#### GIVEN TASK
Return the passage of the article about Wendy Edwards's return to pottery from "She never did" up to and including "a landscaping firm.", copied word for word.

#### EXCERPT PROVIDED
━━━━━━━━━━━━━━━━━━━━
Lake Norman & Mooresville

After the kids left, she returned to pottery

We don't always get a second chance at starting a new career, particularly after marriage and family, but for Denver resident Wendy Edwards, 48, opportunity did knock twice.

After marrying her husband, Berry, following her sophomore year as an education major at UNCC, she changed schools and majors. She enrolled as a junior at Sacred Heart College in Belmont, with an arts major, concentrating in pottery.

Why the change in her studies?

"I loved kids," she says, "but I decided that if I was around them 24-7, I wouldn't want to have any of my own. And I knew I wanted kids."

Following her graduation from Sacred Heart College in 1985, she was offered a position, on the recommendation of one of her professors, teaching ceramics at the school to students her own age. She accepted the job, but with some trepidation.

"I was always afraid I might blow the kiln up and burn the school down," she recalls.

"My husband came to find me one night at 3 a.m.because I was still trying to light the kiln so I could fire several weeks of student work."

She never did have a chance to blow up the kiln, as Sacred Heart closed at the end of her teaching year.

With the birth of her daughter Stephanie, 25, and then her son Russell, 22, she decided to put her planned career as a potter on hold so she could devote herself to being a full-time wife and mother.

Her choice, she explains, could be traced back to her own mother.

"When I was in middle school, my mom opened a ceramic studio in Davidson. She was very artistic but didn't pursue a career. She was a typical 50's stay-at-home mom, and her kids and her husband were the focus of her life. That was the most important job she could do."

Edwards worked at various part-time jobs while raising her own family, including a stint at a pet store, as well as at two different restaurants and a landscaping firm.
━━━━━━━━━━━━━━━━━━━━
#### EXTRACTED ENTRIES
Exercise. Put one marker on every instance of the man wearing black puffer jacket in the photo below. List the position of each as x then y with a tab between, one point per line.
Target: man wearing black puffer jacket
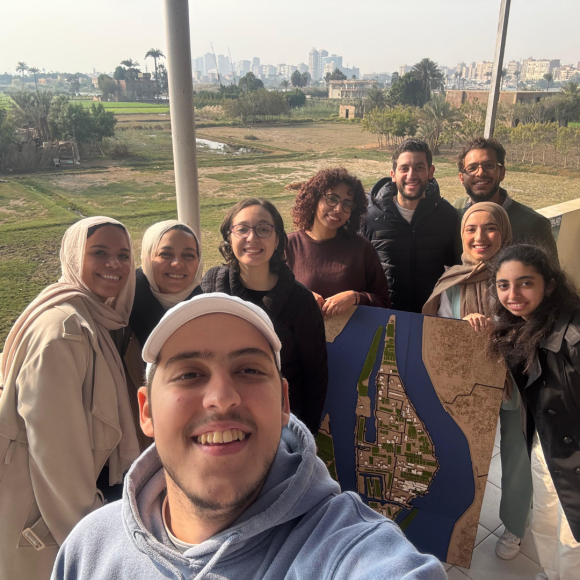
411	226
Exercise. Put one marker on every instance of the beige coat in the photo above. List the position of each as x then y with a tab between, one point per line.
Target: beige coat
59	423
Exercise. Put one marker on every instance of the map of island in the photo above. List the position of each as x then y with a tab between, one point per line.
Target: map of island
409	422
399	464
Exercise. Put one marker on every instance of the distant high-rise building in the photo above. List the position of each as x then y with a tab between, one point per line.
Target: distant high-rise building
198	65
534	70
313	65
243	67
316	63
208	63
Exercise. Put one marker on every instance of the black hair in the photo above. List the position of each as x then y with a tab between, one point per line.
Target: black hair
225	247
481	143
412	146
512	337
93	229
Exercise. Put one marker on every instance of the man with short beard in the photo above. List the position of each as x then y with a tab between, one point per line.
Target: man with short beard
232	487
481	164
411	226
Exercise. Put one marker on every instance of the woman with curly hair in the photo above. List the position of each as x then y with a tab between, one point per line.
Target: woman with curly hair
535	318
326	254
253	246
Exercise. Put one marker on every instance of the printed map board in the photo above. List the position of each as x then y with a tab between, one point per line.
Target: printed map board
409	422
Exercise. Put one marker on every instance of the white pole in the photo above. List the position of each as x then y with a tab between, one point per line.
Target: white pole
182	112
504	13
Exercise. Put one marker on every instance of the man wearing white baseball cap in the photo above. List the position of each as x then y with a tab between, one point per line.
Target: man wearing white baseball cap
232	487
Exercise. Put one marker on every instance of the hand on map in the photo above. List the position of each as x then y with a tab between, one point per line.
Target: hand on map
337	304
478	321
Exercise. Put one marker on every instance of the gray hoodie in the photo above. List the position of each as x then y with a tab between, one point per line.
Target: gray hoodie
300	527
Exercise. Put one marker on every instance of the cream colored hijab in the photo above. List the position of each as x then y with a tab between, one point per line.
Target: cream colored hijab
110	315
472	275
149	247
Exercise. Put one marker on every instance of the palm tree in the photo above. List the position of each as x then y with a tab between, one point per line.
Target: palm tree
436	117
429	74
34	71
571	88
22	67
155	53
376	99
503	77
131	73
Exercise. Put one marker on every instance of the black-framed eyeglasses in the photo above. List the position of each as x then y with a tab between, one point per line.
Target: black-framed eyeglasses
261	230
332	200
487	166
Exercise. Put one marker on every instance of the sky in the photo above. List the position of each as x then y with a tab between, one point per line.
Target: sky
374	35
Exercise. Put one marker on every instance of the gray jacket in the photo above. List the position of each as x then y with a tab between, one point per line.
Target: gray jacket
300	527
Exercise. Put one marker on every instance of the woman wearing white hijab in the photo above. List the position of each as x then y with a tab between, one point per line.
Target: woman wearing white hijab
171	271
65	414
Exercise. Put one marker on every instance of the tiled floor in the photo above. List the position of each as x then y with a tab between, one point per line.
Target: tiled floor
485	565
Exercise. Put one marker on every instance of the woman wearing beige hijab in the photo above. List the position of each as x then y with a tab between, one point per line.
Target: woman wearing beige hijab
461	293
66	432
171	271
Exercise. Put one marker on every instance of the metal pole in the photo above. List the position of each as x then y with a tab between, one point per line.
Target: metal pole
182	112
504	13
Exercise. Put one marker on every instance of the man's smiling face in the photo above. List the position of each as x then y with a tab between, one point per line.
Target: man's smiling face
216	409
412	174
482	185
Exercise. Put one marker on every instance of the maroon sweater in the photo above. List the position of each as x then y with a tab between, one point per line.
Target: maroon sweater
337	265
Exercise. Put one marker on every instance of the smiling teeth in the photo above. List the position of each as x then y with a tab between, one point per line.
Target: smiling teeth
221	436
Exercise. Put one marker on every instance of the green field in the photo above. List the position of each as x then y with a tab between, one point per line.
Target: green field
36	208
130	108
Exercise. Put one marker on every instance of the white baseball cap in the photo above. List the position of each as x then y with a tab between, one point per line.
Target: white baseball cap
212	303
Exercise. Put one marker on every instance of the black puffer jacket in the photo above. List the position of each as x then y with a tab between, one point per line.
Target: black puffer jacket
551	396
413	255
299	325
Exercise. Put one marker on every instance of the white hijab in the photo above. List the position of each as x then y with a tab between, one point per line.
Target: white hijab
150	245
110	315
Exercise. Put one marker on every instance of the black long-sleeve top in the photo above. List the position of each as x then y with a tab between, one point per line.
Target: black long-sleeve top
298	322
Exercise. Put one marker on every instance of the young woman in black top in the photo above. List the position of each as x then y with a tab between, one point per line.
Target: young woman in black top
254	242
535	321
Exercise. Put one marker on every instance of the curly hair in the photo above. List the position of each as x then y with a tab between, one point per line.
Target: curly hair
512	337
481	143
225	248
304	209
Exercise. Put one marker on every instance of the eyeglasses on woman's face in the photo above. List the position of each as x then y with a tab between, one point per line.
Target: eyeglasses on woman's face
487	166
332	200
242	231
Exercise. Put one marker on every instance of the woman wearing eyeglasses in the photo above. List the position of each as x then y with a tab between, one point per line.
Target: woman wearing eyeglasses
326	254
253	246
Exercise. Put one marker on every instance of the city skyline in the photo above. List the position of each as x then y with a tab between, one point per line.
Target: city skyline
534	31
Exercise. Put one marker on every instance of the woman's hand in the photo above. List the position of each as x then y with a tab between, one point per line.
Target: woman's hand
319	300
478	321
339	303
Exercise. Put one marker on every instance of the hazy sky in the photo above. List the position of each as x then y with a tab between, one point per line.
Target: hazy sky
375	35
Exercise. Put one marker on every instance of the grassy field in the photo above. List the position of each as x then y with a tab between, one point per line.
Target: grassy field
36	209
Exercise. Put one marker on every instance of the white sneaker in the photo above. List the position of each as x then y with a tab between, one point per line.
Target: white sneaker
508	546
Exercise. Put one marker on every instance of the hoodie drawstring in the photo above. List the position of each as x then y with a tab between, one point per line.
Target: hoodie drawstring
214	559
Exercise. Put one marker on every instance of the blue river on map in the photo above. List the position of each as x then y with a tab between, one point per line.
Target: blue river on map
452	489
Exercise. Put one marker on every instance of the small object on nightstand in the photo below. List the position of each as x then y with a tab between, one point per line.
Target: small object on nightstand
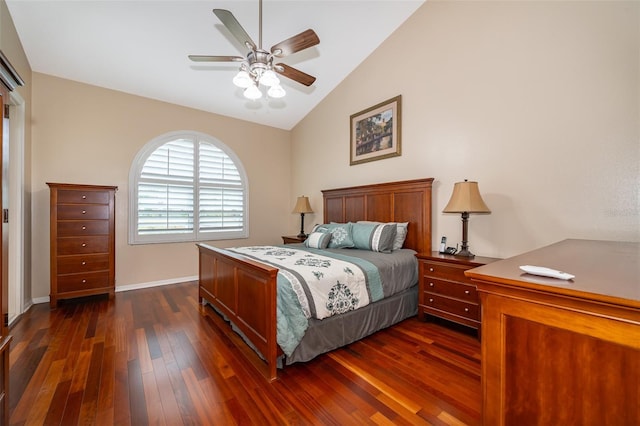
445	291
293	239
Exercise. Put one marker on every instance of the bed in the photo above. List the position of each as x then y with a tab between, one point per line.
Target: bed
243	289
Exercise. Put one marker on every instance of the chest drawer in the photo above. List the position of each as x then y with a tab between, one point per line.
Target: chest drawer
452	306
452	289
83	227
82	263
72	196
83	245
80	282
80	212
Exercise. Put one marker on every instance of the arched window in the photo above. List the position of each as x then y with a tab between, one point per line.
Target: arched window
186	186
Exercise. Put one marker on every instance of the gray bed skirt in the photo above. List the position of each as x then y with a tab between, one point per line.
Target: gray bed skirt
334	332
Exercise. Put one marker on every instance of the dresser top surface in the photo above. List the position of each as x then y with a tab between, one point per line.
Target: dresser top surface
607	271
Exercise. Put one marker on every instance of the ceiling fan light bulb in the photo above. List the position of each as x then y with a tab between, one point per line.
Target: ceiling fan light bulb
242	79
252	92
269	78
276	92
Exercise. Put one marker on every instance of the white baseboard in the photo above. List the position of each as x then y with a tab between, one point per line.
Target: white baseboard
155	283
138	286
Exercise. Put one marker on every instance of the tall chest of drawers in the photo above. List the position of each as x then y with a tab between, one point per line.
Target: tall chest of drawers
82	240
445	291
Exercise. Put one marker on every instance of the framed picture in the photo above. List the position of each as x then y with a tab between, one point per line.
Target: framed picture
375	132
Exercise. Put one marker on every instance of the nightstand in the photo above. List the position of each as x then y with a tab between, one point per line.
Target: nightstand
444	290
292	239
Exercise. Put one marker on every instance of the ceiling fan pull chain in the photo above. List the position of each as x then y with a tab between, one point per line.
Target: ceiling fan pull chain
260	26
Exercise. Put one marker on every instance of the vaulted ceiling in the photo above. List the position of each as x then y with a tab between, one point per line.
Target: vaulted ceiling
141	46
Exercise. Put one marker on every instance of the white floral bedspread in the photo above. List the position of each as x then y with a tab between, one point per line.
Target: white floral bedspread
325	284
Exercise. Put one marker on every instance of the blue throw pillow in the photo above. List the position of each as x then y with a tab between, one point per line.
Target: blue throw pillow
374	237
340	234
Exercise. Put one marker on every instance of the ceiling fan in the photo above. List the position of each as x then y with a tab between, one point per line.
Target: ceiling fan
258	66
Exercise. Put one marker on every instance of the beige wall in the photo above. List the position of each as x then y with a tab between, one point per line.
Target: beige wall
85	134
13	51
537	101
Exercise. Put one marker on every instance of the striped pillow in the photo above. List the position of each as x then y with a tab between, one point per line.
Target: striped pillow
318	240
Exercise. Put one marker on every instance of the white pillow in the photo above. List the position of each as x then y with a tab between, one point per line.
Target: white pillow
401	232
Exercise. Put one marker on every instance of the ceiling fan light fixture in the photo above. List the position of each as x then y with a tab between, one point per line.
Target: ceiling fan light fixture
242	79
276	92
269	79
252	92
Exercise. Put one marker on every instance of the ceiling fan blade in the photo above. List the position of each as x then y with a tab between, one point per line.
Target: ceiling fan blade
294	44
235	28
295	74
208	58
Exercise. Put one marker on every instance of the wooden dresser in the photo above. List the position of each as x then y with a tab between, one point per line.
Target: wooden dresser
444	290
82	241
562	352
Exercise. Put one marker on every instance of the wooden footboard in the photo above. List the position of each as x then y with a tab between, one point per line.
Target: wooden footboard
244	291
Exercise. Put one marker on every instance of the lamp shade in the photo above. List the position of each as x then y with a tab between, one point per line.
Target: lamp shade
302	205
466	198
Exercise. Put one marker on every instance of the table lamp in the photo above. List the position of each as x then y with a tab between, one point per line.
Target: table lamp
302	207
466	199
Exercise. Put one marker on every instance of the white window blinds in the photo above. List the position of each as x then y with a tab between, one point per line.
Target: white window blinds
188	188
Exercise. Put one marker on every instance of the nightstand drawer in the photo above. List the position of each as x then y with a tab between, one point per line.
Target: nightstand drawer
445	271
452	306
461	291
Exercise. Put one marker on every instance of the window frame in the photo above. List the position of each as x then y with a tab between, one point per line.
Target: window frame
196	235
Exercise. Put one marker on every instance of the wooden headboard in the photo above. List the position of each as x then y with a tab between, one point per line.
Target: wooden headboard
405	201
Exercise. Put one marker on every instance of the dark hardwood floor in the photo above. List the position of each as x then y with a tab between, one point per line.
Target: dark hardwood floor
155	356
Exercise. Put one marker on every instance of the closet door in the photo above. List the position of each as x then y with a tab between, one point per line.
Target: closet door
5	339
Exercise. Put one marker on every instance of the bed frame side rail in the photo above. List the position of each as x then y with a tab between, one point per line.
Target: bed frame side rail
227	281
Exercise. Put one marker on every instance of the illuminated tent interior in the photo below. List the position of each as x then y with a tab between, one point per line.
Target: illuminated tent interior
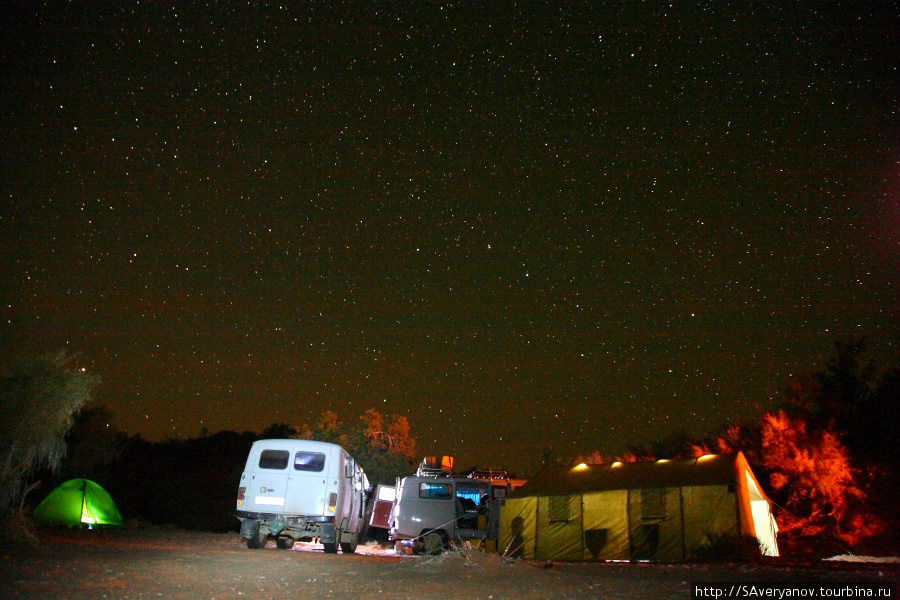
664	510
79	502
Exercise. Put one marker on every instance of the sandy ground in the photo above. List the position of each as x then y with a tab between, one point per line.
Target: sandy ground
164	563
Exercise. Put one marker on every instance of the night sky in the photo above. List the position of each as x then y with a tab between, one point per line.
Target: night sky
523	226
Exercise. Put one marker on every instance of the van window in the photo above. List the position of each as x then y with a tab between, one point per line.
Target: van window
274	459
435	490
309	461
469	493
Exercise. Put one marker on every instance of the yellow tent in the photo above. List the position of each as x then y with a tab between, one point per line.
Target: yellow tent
662	510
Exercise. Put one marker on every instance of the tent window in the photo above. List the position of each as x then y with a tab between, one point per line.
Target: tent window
558	509
274	459
653	503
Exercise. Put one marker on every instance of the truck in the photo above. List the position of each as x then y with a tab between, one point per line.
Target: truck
302	490
434	507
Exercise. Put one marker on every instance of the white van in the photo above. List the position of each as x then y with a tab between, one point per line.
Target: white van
302	490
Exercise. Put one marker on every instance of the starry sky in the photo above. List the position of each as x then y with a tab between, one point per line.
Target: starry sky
523	226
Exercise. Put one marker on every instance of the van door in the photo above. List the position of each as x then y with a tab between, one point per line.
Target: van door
307	479
268	482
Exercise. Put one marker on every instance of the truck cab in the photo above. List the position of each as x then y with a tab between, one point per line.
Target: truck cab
434	502
302	490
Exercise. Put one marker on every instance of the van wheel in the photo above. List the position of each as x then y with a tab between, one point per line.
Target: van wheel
284	542
257	540
434	543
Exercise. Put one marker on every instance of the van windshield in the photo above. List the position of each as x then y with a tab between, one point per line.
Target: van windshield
309	461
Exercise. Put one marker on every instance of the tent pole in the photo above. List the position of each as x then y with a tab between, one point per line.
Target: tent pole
681	502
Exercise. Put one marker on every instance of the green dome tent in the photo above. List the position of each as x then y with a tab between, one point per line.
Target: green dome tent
79	502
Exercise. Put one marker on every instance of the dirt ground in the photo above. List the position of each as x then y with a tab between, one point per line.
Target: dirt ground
148	562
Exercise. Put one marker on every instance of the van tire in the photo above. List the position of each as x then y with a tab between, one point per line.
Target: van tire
284	542
257	540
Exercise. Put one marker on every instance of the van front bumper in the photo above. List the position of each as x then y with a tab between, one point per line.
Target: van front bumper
297	526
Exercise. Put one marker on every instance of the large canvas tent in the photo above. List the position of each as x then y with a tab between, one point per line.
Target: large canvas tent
79	502
662	510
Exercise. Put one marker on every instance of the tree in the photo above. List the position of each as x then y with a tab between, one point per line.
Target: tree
92	444
385	448
39	397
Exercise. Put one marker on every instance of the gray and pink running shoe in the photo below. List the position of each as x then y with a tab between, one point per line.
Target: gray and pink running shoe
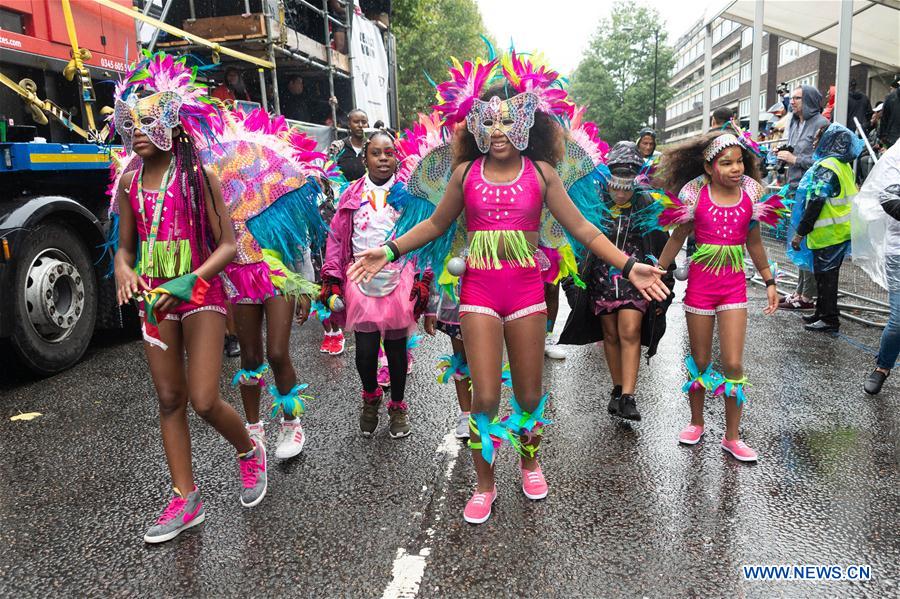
181	514
253	475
━━━━━━━━━━━━━━━━━━━━
#### WRITTEN RESPONSE
She never did have a chance to blow up the kiln, as Sacred Heart closed at the end of her teaching year.

With the birth of her daughter Stephanie, 25, and then her son Russell, 22, she decided to put her planned career as a potter on hold so she could devote herself to being a full-time wife and mother.

Her choice, she explains, could be traced back to her own mother.

"When I was in middle school, my mom opened a ceramic studio in Davidson. She was very artistic but didn't pursue a career. She was a typical 50's stay-at-home mom, and her kids and her husband were the focus of her life. That was the most important job she could do."

Edwards worked at various part-time jobs while raising her own family, including a stint at a pet store, as well as at two different restaurants and a landscaping firm.